Extracted records:
┏━━

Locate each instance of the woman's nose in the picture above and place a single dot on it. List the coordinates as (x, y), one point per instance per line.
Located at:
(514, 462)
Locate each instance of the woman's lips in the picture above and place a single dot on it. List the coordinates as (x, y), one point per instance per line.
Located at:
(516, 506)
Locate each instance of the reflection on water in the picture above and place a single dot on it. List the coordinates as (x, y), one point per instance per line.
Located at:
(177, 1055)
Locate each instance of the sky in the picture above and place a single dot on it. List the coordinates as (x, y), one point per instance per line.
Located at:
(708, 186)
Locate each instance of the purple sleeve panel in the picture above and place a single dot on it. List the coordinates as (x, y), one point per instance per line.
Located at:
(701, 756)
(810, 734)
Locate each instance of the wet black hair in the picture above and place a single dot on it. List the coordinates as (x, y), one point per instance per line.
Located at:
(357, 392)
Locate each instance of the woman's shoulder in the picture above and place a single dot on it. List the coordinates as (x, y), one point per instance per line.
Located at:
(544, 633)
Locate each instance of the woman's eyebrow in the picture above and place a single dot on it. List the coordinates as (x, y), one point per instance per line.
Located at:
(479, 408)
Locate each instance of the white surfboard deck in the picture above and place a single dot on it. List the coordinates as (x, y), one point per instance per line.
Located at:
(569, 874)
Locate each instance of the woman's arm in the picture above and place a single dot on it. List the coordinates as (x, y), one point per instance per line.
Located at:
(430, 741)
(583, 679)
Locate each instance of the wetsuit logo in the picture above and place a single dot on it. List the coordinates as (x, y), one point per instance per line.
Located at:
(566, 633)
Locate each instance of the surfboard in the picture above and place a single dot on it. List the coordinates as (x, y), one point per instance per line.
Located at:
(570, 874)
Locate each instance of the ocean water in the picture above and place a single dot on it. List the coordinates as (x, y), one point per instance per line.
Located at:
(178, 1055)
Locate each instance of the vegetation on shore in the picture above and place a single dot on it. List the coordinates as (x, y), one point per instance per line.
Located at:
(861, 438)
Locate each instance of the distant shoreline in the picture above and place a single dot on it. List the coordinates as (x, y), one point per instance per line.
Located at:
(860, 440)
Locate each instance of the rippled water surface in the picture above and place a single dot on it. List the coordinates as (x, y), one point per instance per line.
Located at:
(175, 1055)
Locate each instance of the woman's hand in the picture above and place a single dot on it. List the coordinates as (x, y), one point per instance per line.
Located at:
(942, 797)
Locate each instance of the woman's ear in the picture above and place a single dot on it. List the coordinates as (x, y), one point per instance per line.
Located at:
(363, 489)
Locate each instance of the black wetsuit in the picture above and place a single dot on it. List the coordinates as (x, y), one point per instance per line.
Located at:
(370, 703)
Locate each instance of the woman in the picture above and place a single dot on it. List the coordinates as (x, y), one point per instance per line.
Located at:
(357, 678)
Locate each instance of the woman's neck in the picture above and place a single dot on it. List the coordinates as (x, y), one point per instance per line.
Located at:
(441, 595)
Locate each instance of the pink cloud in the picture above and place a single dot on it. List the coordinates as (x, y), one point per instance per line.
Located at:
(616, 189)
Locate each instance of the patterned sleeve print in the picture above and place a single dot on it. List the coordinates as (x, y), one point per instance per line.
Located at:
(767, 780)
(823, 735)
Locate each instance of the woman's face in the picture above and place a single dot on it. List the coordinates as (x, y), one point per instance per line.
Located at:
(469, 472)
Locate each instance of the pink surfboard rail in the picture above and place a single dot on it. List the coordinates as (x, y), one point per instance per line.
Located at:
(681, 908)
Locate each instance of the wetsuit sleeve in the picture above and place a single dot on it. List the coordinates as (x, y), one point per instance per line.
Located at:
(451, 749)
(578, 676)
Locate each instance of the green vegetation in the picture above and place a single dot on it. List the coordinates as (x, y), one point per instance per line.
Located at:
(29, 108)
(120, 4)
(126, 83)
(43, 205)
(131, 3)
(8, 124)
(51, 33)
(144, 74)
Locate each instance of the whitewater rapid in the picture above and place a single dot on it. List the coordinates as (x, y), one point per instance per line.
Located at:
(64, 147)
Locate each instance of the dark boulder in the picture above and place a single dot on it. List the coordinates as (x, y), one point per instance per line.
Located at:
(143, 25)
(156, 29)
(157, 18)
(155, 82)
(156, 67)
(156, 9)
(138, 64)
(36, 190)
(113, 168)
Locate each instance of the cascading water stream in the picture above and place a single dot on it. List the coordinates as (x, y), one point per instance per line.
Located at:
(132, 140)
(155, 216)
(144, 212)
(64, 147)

┗━━
┏━━

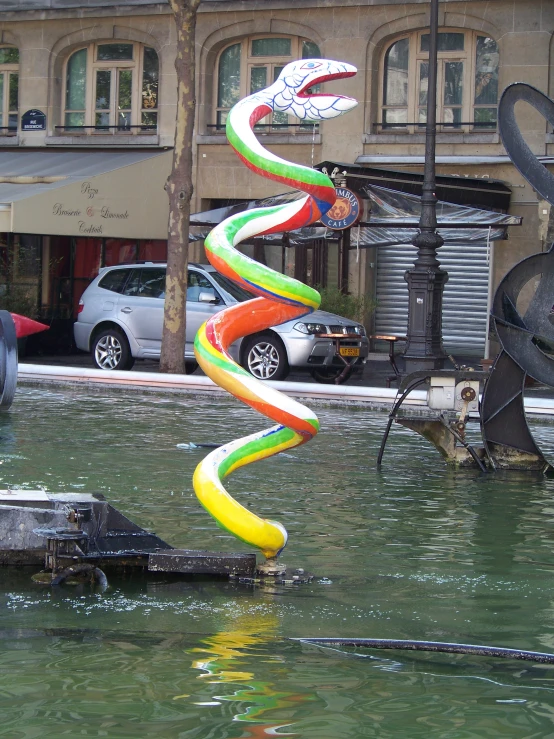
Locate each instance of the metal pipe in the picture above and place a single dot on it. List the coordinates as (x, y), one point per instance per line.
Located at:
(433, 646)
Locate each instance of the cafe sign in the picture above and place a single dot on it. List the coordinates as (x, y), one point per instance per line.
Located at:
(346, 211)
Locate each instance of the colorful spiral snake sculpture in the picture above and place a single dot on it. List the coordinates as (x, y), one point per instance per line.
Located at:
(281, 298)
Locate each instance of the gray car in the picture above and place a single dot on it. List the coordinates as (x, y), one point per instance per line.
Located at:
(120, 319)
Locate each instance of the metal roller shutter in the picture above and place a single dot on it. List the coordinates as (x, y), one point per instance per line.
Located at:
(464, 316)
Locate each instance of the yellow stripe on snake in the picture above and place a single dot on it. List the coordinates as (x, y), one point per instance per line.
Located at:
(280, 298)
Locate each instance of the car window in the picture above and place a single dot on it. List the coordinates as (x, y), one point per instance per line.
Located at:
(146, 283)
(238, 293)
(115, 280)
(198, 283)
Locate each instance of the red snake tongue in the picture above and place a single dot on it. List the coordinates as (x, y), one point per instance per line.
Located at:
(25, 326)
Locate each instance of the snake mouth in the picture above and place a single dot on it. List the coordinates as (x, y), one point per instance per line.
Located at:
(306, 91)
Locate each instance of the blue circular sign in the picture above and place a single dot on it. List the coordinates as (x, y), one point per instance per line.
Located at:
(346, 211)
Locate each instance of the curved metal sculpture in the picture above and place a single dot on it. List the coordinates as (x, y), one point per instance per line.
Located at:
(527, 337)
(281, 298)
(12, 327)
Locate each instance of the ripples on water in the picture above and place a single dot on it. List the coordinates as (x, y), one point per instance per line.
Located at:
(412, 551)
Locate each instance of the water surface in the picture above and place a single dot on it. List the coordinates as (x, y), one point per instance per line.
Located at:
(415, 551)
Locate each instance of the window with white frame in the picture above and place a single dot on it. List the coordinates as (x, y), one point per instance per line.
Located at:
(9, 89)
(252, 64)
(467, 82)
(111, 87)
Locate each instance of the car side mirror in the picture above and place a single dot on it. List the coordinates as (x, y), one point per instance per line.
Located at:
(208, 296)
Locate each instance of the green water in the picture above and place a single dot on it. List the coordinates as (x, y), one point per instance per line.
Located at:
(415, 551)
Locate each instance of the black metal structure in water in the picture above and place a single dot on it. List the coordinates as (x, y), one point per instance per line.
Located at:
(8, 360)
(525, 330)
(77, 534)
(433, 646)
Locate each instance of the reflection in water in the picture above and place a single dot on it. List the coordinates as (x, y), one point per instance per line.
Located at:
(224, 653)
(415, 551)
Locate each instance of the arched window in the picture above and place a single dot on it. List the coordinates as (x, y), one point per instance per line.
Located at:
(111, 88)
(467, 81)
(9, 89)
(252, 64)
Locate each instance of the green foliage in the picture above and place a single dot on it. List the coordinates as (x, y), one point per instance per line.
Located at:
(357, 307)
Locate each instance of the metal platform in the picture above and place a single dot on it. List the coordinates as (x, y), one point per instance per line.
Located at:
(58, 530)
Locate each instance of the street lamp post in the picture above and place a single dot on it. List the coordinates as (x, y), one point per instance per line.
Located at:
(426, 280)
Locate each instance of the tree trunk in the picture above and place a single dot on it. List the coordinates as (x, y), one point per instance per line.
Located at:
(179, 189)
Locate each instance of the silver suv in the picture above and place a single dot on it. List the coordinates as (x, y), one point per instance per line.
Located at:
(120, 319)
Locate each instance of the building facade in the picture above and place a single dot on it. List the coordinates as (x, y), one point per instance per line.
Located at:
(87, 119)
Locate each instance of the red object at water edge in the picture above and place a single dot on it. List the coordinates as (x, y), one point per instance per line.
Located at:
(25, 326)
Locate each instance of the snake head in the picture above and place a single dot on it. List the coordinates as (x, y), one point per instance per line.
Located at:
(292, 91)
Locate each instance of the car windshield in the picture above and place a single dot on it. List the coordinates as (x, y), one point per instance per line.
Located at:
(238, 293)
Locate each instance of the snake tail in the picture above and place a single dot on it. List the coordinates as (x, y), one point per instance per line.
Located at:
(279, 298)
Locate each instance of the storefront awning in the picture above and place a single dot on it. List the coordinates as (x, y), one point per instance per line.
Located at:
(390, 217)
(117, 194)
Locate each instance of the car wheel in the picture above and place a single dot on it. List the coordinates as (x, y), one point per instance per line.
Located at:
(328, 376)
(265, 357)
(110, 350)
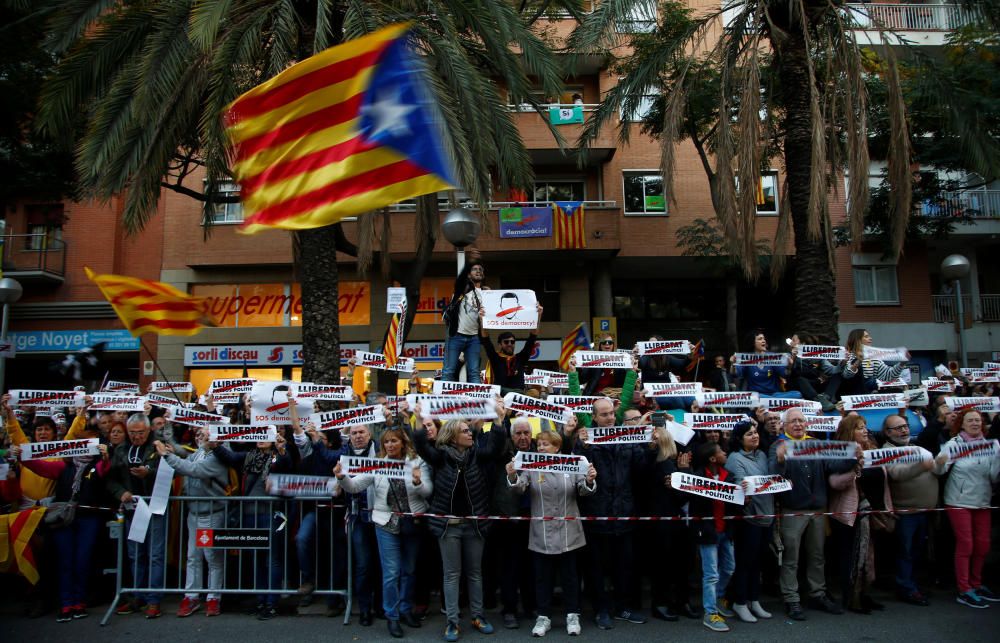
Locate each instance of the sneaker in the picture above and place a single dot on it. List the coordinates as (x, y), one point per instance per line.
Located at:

┗━━

▶ **Exercise**
Count the lines of the data that contain the string "window", treating uppercase and lowercase letters as different, and give only the number.

▶ **Answer for this exercise**
3